TASKS TO CARRY OUT:
1 – From the book review, extract word for word the passage starting with "What we actually" and going on through "the same end.".
2 – According to the book review, what is Eugenia Cheng's own field?

DOCUMENT TEXT:
# # # # #

Skip to main content

The Art of Logic - Eugenia Cheng ***

This is an important book, though I'm not sure Eugenia Cheng would agree with my logic in saying so. 

Going on the marketing, what we have here is a counter to fake news and dodgy argumentation in the form of mathematical logic. The back cover tells us 'Newspaper headlines and social media use emotions to warp the facts. Politicians and companies master rhetoric to mislead us. What one book could help us make sense of it all?' Admittedly they don't answer their rhetorical question, but I assume the answer is intended to be The Art of Logic. (Did the company behind this book realise it was using rhetoric, though presumably not to mislead us?) 

What we actually have is a combination of a lucid and interesting explanation of the basics of logic with the mathematical equivalent of those books such as Algorithms to Live By that were so popular a couple of years ago. They used the logic of algorithms (differently worded, and, to me, easier to understand), the heart of computer programs, to look at everyday problems. Here, Cheng is using the purer mathematical form of logic to the same end.

Cheng does a good job at explaining logic from a mathematical viewpoint and gives a useful brief dip into her own field of category theory. Her illustrations of concepts like the lost middle are effective, and though it sometimes feels points are being laboured, this can be an alien area to many, and a slow and steady approach is undoubtedly best.

There were a few small content issues. We are told that scientists pick their confidence limits based on the seriousness of the situation - but this seems at odds with the way that physicists use vastly higher confidence limits when dealing with the fascinating, but hardly life-changing Higgs boson than psychologists do when trying to understand and improve human behaviour. There's quite a lot in the book about blame, some of which doesn't sit well with the meaning of the word. We are told that both dropping a glass and a hard floor are 'to blame' for a glass breaking. But where both are causal, blame can't be ascribed to a passive object. And there's a total misunderstanding of the origins of airline overbooking. However, these are small points - overall, the book is engaging and effective in putting across its message.

So far, so good. The problem - and the reason I think this is an important book - comes in two ways when Cheng attempts to apply logic to everyday life. Mathematics works by starting with axioms and building up a logical structure piece by piece. As Cheng says, this is part of its wonderful appeal if you can get past the fear of maths. But what is not emphasised enough is how axioms can cause difficulties. Mathematical axioms seem extremely straightforward statements such as 'A straight line segment can be drawn joining any two points,' or 'two sets are equal if and only if they have the same elements.' But Cheng's axioms are all about what she feels is right. I'm not saying I disagree with her ethics, but rather that value judgements are a poor basis for logical axioms.

The other aspect of the problem is that, as Cheng examines, in applying logic you can select different levels of abstraction from, say, the experience of an individual person up to all people. In her examples, she makes the choice of which level to render that abstraction: yet that choice itself has a major influence on the outcome that isn't recognised in her logical structure. As a mathematician, she should know from the history of set theory that when choice enters the game, even mathematics has problems.

By ignoring these two issues, Cheng gets to a position where, for example, she is prepared to argue that justice should not be blind, but rather the scales of justice should be weighted in favour of those she decides are disadvantaged (as opposed to privileged). Unfortunately, history shows that when society decides to weight justice to favour a particular viewpoint - however apparently worthy - that society is on the road to totalitarianism.

# # # # #

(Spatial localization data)
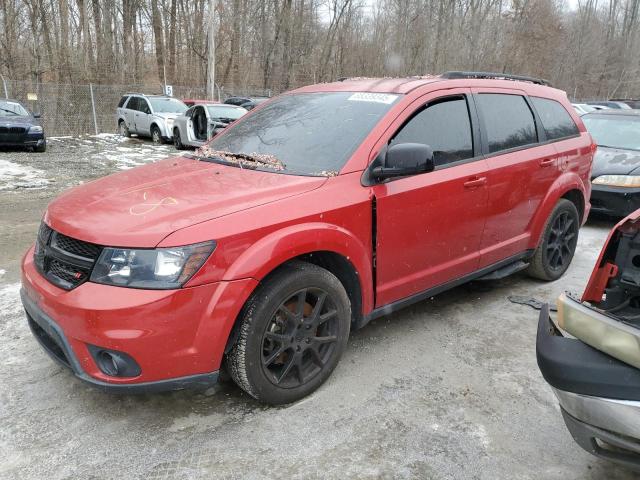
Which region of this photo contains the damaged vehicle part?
[536,211,640,471]
[173,103,247,150]
[22,72,594,404]
[582,110,640,218]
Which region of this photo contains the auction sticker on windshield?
[347,92,398,105]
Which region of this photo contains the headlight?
[90,241,216,290]
[591,175,640,188]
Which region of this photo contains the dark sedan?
[582,110,640,217]
[224,97,269,110]
[0,99,47,152]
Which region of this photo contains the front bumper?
[557,294,640,368]
[536,305,640,470]
[0,133,46,147]
[22,249,257,392]
[591,185,640,217]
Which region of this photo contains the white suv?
[117,93,187,143]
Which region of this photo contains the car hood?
[0,115,40,127]
[153,112,182,120]
[591,147,640,179]
[45,157,326,247]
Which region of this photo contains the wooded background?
[0,0,640,99]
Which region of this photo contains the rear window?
[531,97,580,140]
[148,97,187,113]
[478,93,538,153]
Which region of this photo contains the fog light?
[88,345,140,377]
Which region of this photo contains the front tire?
[151,125,164,145]
[118,120,131,138]
[227,261,351,405]
[527,198,580,281]
[173,128,184,150]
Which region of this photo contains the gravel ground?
[0,135,634,480]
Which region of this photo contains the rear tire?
[226,261,351,405]
[527,198,580,282]
[151,125,164,145]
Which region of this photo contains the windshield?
[149,97,188,113]
[209,92,398,175]
[0,101,29,117]
[207,105,247,120]
[582,114,640,150]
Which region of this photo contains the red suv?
[22,72,595,404]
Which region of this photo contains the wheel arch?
[529,172,587,249]
[219,223,373,350]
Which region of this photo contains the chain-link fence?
[0,78,272,136]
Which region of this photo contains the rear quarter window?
[531,97,580,140]
[125,97,138,110]
[477,93,538,153]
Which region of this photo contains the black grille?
[0,127,27,142]
[0,127,27,134]
[51,233,100,259]
[33,222,102,290]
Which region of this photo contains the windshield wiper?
[196,145,286,170]
[598,145,639,152]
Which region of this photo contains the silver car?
[117,93,187,143]
[173,103,247,150]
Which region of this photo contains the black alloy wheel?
[226,260,351,405]
[173,128,184,150]
[527,198,580,281]
[262,288,340,388]
[546,211,578,271]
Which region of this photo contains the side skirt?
[358,249,534,328]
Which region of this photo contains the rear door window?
[531,97,580,140]
[127,97,138,110]
[138,97,151,113]
[390,97,473,166]
[477,93,538,153]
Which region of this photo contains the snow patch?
[0,160,49,190]
[0,282,22,316]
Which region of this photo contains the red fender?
[529,172,589,249]
[224,222,373,313]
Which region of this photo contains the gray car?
[117,93,187,143]
[173,103,247,150]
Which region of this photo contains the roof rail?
[440,72,551,87]
[123,92,167,97]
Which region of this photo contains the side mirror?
[372,143,435,180]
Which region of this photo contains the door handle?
[463,177,487,188]
[540,158,556,167]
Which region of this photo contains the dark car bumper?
[20,290,218,394]
[0,133,46,147]
[536,305,640,471]
[591,185,640,217]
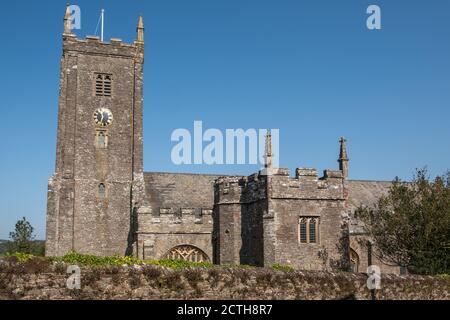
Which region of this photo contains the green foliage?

# # # # #

ANSWERS TO THE EXERCISES:
1 –
What we actually have is a combination of a lucid and interesting explanation of the basics of logic with the mathematical equivalent of those books such as Algorithms to Live By that were so popular a couple of years ago. They used the logic of algorithms (differently worded, and, to me, easier to understand), the heart of computer programs, to look at everyday problems. Here, Cheng is using the purer mathematical form of logic to the same end.

2 – Category theory.